#### Written exercise 1:
In the census thread, rewrite the part that opens with the words containing "Ok, not an important" and closes with "the same time.", swapping "access" for "entry".
#### Written exercise 2:
Name every user who posts in the census thread.
#### Written exercise 3:
Carry on the census thread from the point where it stops.

#### Text passage:
· · ·
# 2011 Census results



## truthseeker (29 Mar 2012)

For anyone interested, the CSO has begin publishing them from today.

[broken link removed]


----------



## micmclo (29 Mar 2012)

I assumed British people would be the largest foreign group
It's not, 2.7 per cent of the population is Polish, that's a very large figure

And I thought the number would go down with the lack of employment but it's actually gone up since 2006. More here now then during boom times


----------



## truthseeker (29 Mar 2012)

micmclo said:


> More here now then during boom times



Its because our welfare system is far more generous than theirs. Its betterment to simply come and live here with no job than be in Poland in the same situation.


----------



## Shawady (29 Mar 2012)

Laois is the fastest growing county.

The number of children in family units is down from 1.41 to 1.38. I'm surprised it's gone down. We keep hearing about how we are experiencing a baby boom. 
More family units but smaller families (1 or 2 children only)?


----------



## micmclo (29 Mar 2012)

Youngest population profile in Galway City

No suprise, Galway isn't that big at all and students are a very large percentage of the population

But then it's a bit misleading, most of the students are from Galway but a lot of them are from surrounding counties


Cork and Limerick has two third level institutes also but those are larger cities so students don't change the profile so much

If you did the census in July instead of April the number for Galway would be different

Ok, not an important stat at all


----------



## micmclo (29 Mar 2012)

Bulgarian and Romanian citizens were given access to Ireland at the same time
I don't know the exact immigration rules but both countries were updated at the same time.

Romania was the fastest growing group of immigrants
Bulgaria does not feature at all

Two neighboring countries but completely different results


----------



## truthseeker (29 Mar 2012)

Heres a great one:



> The population has aged by half a year since 2006 and by 2 years in the 15 years since 1996



Must be the effects of Time Dilation


----------



## micmclo (29 Mar 2012)

The foreign group with the best English language skills in Ireland are the Scandinavians

Having worked with a few, they have better English then I do 

Indeed'an they do be speaking more clearly then I do be, sure that does be the way I do be doing it


----------



## dereko1969 (29 Mar 2012)

truthseeker said:


> Its because our welfare system is far more generous than theirs. Its betterment to simply come and live here with no job than be in Poland in the same situation.


 
More urban mythery!

The fact that most of them had jobs and paid their PRSI entitling them to JSB doesn't register on your radar at all? They can't come here and just sign on for JSA straight away.


----------



## Latrade (29 Mar 2012)

dereko1969 said:


> More urban mythery!
> 
> The fact that most of them had jobs and paid their PRSI entitling them to JSB doesn't register on your radar at all? They can't come here and just sign on for JSA straight away.


 
And even with a growing population that is living longer leading to a pretty serious and imminent pension crises, most comments are about specific immigrants into the country and the assumption that they're here for welfare.


----------



## truthseeker (29 Mar 2012)

dereko1969 said:


> More urban mythery!
> 
> The fact that most of them had jobs and paid their PRSI entitling them to JSB doesn't register on your radar at all? They can't come here and just sign on for JSA straight away.
· · ·
#### Material:
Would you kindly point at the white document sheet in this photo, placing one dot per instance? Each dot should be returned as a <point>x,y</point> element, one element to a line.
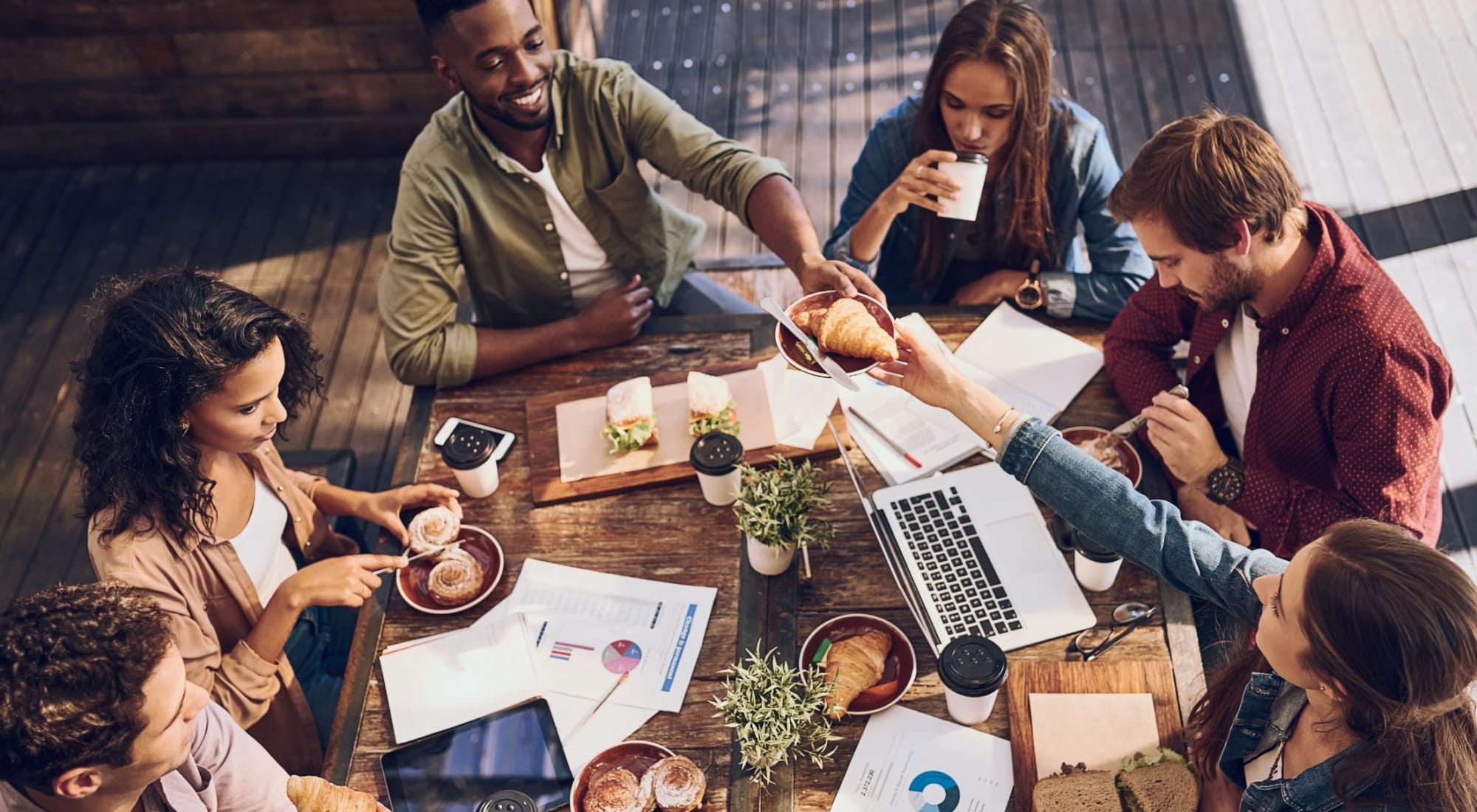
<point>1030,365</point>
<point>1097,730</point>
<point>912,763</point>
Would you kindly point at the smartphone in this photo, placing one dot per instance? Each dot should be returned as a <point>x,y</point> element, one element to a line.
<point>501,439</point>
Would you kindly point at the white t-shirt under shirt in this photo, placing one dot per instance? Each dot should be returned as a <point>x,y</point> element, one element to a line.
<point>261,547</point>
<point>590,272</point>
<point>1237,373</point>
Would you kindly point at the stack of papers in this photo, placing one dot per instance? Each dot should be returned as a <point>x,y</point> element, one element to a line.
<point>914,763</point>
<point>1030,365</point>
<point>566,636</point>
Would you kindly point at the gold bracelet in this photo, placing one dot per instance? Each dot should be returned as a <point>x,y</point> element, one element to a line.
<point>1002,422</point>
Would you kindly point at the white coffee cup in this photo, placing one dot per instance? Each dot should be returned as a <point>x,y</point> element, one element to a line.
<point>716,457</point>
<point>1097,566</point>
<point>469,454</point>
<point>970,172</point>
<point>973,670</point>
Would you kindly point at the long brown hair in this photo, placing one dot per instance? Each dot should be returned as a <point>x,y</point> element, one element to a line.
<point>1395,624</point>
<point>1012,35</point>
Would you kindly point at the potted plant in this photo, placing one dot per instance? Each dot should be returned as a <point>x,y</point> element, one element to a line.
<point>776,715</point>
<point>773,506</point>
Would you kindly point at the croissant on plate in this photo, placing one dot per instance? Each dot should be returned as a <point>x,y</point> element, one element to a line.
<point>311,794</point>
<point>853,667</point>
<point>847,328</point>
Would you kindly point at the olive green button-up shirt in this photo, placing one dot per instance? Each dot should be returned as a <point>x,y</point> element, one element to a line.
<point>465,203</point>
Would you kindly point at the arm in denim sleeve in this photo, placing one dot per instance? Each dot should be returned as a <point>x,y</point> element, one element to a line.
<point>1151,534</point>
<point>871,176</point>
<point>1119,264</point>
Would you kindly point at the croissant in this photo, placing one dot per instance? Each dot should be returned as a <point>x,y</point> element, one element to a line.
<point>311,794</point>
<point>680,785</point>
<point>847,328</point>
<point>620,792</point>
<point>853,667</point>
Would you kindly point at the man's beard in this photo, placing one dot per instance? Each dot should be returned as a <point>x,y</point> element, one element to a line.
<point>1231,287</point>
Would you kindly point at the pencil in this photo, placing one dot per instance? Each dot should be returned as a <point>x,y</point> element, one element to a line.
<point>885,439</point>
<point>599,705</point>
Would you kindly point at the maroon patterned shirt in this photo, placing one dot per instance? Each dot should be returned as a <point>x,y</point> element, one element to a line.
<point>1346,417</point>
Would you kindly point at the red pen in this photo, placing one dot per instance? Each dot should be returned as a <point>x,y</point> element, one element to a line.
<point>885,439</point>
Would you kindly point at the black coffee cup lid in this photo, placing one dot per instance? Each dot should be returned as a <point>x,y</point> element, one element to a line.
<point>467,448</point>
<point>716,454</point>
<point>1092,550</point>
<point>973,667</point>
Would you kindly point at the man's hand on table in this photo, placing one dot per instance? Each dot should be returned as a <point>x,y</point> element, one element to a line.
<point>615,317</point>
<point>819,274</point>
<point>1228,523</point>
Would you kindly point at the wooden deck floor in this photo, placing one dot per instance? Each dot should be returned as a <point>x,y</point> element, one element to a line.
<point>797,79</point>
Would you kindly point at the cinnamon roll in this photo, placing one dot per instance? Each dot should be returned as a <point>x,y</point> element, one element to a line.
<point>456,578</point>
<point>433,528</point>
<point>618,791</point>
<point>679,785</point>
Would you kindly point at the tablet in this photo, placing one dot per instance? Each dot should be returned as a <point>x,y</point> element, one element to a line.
· · ·
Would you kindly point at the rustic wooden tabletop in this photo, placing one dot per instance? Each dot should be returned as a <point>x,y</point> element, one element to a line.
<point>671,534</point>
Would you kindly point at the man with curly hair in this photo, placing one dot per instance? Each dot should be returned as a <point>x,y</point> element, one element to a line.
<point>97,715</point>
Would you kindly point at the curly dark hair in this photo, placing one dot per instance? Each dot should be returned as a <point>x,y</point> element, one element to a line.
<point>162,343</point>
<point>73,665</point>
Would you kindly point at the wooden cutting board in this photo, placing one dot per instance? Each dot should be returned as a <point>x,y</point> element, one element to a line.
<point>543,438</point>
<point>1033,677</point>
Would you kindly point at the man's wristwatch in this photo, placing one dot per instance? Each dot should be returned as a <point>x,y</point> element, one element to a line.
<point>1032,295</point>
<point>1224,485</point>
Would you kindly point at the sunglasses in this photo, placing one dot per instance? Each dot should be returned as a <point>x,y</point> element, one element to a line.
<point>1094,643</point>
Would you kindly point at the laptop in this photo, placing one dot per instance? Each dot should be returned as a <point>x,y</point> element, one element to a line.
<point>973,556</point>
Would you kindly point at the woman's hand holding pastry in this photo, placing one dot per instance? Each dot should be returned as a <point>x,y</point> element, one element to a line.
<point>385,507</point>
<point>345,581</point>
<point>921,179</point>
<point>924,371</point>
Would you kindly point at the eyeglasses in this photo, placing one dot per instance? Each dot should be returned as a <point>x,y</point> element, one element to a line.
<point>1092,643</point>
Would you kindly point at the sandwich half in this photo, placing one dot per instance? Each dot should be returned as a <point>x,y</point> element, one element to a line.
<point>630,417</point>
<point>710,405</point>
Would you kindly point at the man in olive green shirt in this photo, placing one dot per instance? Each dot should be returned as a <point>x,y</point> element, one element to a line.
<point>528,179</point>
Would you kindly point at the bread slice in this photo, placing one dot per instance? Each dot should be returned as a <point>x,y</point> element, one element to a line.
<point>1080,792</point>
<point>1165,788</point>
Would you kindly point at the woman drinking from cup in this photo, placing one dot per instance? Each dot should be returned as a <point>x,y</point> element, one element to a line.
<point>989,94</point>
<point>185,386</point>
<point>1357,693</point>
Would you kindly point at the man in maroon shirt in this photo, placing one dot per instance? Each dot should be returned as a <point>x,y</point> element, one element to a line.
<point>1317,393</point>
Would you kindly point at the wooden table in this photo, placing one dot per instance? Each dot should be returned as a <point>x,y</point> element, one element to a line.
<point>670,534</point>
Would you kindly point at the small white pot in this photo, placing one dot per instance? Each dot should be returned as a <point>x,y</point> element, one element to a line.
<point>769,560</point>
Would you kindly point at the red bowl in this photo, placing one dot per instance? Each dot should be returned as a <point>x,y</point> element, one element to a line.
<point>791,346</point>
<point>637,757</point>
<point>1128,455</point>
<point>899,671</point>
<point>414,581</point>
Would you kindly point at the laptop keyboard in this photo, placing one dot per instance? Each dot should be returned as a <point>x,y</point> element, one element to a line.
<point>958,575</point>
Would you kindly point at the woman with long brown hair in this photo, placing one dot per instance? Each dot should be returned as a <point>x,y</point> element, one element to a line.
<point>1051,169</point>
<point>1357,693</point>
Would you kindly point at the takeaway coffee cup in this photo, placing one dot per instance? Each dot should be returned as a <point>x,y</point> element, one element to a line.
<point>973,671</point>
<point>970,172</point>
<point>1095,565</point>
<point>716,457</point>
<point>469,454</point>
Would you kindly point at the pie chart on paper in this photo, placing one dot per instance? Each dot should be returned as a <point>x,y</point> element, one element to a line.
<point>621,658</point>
· · ·
#### Right answer 1:
Ok, not an important stat at all


----------



## micmclo (29 Mar 2012)

Bulgarian and Romanian citizens were given entry to Ireland at the same time
I don't know the exact immigration rules but both countries were updated at the same time.

#### Right answer 2:
truthseeker, micmclo, Shawady, dereko1969, Latrade

#### Right answer 3:
Oh I wasnt referring to JSA/JSB at all actually. I was more thinking about social supports like rent allowance, child benefit etc.. There is more support from the state here, end of.


----------



## dereko1969 (29 Mar 2012)

truthseeker said:


> Oh I wasnt referring to JSA/JSB at all actually. I was more thinking about social supports like rent allowance, child benefit etc.. There is more support from the state here, end of.


 
And you're going to provide proof as to how Polish people can claim these without showing habitual residence? Thought not. You might want to change your user name.


----------



## truthseeker (29 Mar 2012)

dereko1969 said:


> And you're going to provide proof as to how Polish people can claim these without showing habitual residence? Thought not. You might want to change your user name.



I certainly will if you can show me where I claimed Polish people can claim these without showing habitual residence.

Dont make up things that I said.


----------



## dereko1969 (30 Mar 2012)

truthseeker said:


> Its because our welfare system is far more generous than theirs. Its betterment *to simply come and live here with no job *than be in Poland in the same situation.


 


truthseeker said:


> Oh I wasnt referring to JSA/JSB at all actually. I was more thinking about *social supports like rent allowance, child benefit etc*.. There is more support from the state here, end of.


 


truthseeker said:


> I certainly will if you can show me where I claimed Polish people can claim these without showing habitual residence.
> 
> Dont make up things that I said.


 
Any reasonable person would take from the first quote above that the use of the words in bold would imply what I said.


----------



## Delboy (30 Mar 2012)

The number of Chinese has fallen by a few hundred (-2.4%) down to 10.8k!!!!!!

Now if anyone believes there's only 10.8k chinese in Ireland, they must also believe in the tooth fairy! Me thinks there's an awful lot more immigrants in the country than this census ever had any hope of showing...12% of total population....add a fair few more % to that


----------



## ajapale (30 Mar 2012)

micmclo said:


> The foreign group with the best English language skills in Ireland are the Scandinavians
> 
> Having worked with a few, they have better English then I do
> 
> Indeed'an they do be speaking more clearly then I do be, sure that does be the way I do be doing it



Yes, I remember being pulled up on my ability to speak English by a (rather arrogant) Sweedish person. I had to concede on dis 'n dat but stood my ground on how to pronounce ratio. I pronounced it ray-she-oh, where he pronounced it ray-tee-oh!

Its funny but I dont regard British people as foreign (or Australians, New ZeaLanders or Americans) but its probably a cultural thing.


----------



## truthseeker (30 Mar 2012)

I was discussing the census with friends last night.

Basically we feel the information cant be trusted. Take the figure for the number of Catholics. Its 84%.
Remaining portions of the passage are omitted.